Excerpt to read:
● ● ● ● ●

Hasselblad · 150mm f/4 · Hasselblad V
Hasselblad / Zeiss Sonnar CF 150mm f/4
Put this next to the 180mm CFi Sonnar that came along later and the argument is mostly about reach and weight. The 180 is sharper into the corners wide open and the newer coatings hold flare better, but it is bigger and heavier, and both take the same 60mm bayonet filter so there is no savings there either way. The 150mm f/4 is the one most Hasselblad portrait shooters actually kept on the camera. On a 6x6 frame it works out to roughly an 85mm short tele in 35mm terms, which is exactly the focal length that flatters a face without distortion and lets you stand a comfortable distance from the subject.
The optics are a five-element Sonnar in three groups, the same design lineage Zeiss has been building since the 1930s, reworked here for the V system. Wide open at f/4 it is a touch soft and glowy in the corners, which is not a flaw for portraits, it is the reason people shoot it. Stop down to f/8 and it snaps to genuinely excellent sharpness across the frame, with the kind of micro-contrast that makes skin texture and fabric read clearly without looking clinical. The out-of-focus rendering is calm and undramatic. Highlights behind a head stay round, the transition from sharp to soft is gradual, and nothing churns at the edges. Color runs a little warm and saturated, the way most Sonnar designs do, and it holds up well under mixed studio light.
This is the studio and wedding lens. Most working medium-format portrait photographers from the 1980s through the film era owned the 150 before they owned anything longer. It is the focal length for headshots, three-quarter portraits, and tight groups, and it doubles as a clean landscape lens once you stop it down. Then there is the shutter. Every CF lens carries its own Prontor leaf shutter, which is the defining change from the older C series and its Synchro-Compur. The payoff is flash sync at every speed up to 1/500. For studio strobe and outdoor fill that matters enormously. You can drag the ambient or kill it at full sync without the focal-plane ceiling that limits 35mm SLR shooters.
The honest weakness is that f/4 is not fast. In dim light you are focusing on a dark screen and metering a dark scene, and the lens does not gather much. If you need available-light reach the 110mm f/2 Planar exists and embarrasses this lens for speed, at a steep price and weight penalty. The 150 is a daylight and strobe lens, not a low-light lens, and pretending otherwise leads to camera shake at 1/30.
When you do shoot it in marginal light, meter for the shadows you care about and remember the leaf shutter only goes down to one second, so very long exposures mean switching to B and timing by hand. In Zone Light Meter, place your key tone where you want it on the zone scale and read off the aperture; at f/4 in low light the app will often push you toward those slow speeds, which is your cue to add support. Today the CF 150 is one of the more affordable entry points into the Hasselblad V system, far cheaper than the 110 Planar or the 180, and it stays in demand because it nails the everyday portrait-with-sync-flash job without costing what the faster glass does.
How the app handles this lens
- Metering: Max aperture f/4. Meter wide open in dim light, then the app holds the reading while you stop down to your taking aperture.
- Leaf shutter: The shutter sits in the lens, so it syncs flash at every speed instead of topping out at a body X-sync. The app's shutter ladder covers the full leaf range.
- Filters: Takes 60mm filters. Dial an ND or polariser factor into the app and the metered exposure shifts to match.

● ● ● ● ●

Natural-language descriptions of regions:

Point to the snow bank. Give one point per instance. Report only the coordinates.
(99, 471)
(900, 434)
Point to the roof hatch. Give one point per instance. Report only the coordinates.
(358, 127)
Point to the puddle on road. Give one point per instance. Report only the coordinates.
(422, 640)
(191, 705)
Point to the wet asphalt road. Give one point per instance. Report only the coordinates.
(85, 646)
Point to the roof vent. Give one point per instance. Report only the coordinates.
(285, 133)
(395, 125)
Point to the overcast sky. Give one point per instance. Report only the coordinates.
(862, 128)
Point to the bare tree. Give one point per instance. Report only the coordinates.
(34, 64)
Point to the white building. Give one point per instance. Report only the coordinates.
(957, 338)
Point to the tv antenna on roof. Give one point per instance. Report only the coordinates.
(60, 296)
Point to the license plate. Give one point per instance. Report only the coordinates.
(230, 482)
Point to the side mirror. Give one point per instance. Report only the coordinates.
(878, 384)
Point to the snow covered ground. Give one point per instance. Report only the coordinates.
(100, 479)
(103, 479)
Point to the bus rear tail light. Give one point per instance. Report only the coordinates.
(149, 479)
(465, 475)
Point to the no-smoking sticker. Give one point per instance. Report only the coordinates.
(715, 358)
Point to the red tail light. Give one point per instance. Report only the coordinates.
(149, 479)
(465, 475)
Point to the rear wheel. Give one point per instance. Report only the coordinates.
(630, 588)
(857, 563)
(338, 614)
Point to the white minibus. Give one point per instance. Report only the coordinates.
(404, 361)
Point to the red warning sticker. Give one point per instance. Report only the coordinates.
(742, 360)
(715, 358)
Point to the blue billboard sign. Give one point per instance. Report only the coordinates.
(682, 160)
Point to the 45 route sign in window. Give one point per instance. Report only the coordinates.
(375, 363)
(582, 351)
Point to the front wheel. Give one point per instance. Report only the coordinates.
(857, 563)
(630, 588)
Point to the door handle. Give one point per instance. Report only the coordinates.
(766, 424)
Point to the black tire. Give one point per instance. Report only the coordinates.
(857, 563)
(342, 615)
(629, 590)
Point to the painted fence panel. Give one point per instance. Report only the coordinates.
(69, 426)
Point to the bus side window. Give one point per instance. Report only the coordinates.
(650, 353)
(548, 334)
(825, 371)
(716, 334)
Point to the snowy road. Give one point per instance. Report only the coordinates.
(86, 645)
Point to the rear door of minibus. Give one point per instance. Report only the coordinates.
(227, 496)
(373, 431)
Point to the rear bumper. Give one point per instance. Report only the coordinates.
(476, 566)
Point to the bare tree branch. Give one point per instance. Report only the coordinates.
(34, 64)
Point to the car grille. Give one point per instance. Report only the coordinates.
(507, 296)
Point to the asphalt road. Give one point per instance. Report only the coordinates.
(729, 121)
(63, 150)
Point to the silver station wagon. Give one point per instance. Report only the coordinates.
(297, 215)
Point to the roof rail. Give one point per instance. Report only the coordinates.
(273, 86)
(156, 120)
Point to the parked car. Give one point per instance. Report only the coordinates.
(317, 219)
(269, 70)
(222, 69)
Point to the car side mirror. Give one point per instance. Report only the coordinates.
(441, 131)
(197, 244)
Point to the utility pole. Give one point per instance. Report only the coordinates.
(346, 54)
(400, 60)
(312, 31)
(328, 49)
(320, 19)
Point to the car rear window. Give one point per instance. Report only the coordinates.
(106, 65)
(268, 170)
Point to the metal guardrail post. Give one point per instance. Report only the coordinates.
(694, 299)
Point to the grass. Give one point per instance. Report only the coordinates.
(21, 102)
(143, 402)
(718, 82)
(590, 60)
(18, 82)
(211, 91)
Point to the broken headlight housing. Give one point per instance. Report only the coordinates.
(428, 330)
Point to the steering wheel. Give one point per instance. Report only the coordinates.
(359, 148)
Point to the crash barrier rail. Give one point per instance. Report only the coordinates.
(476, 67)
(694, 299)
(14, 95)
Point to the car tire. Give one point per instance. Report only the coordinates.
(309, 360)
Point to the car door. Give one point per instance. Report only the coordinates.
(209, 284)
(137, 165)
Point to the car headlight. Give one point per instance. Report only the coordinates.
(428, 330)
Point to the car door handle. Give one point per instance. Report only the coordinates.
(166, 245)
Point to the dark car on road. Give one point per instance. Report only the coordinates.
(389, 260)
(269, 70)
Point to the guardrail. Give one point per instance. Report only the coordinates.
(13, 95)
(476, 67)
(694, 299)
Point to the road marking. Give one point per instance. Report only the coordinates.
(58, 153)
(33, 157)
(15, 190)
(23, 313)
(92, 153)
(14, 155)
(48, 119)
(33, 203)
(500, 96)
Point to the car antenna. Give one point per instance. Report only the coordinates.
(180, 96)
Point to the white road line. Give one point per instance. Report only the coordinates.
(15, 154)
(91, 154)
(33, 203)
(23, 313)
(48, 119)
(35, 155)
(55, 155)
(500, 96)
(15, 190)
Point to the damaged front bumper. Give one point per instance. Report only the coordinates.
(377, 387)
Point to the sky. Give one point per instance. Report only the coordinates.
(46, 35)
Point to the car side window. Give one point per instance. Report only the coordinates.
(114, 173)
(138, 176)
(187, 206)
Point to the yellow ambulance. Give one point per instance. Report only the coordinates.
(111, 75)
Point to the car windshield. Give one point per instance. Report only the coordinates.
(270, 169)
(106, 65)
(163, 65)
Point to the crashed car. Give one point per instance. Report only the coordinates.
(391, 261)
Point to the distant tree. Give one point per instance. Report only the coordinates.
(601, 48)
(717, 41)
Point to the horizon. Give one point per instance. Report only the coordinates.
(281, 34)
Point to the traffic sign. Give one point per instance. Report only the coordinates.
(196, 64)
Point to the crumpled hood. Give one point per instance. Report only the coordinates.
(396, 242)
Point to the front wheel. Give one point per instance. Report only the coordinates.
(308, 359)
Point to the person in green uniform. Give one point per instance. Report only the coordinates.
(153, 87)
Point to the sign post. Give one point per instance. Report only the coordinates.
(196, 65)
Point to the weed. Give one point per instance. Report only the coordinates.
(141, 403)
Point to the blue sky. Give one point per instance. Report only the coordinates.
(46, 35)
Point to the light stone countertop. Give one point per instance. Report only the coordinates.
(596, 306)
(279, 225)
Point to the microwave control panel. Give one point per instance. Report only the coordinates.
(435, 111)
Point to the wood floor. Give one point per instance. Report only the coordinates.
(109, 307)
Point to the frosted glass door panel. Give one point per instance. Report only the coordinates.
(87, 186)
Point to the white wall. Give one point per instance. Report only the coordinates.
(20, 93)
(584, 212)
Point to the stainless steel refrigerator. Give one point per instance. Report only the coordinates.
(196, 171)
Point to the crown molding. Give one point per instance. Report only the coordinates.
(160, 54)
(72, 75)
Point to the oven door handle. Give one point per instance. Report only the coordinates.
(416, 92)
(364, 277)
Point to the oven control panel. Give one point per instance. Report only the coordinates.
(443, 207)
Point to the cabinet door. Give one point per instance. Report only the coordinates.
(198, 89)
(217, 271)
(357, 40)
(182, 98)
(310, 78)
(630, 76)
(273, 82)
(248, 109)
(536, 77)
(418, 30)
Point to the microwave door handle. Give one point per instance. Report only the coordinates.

● ● ● ● ●

Your assignment:
Answer these from the lens article:
(a) How many elements and groups make up the lens's optics?
(b) Up to what shutter speed does the lens sync flash?
(c) What size of filter does the lens take?

Solution below:
(a) Five elements in three groups.
(b) 1/500.
(c) 60mm.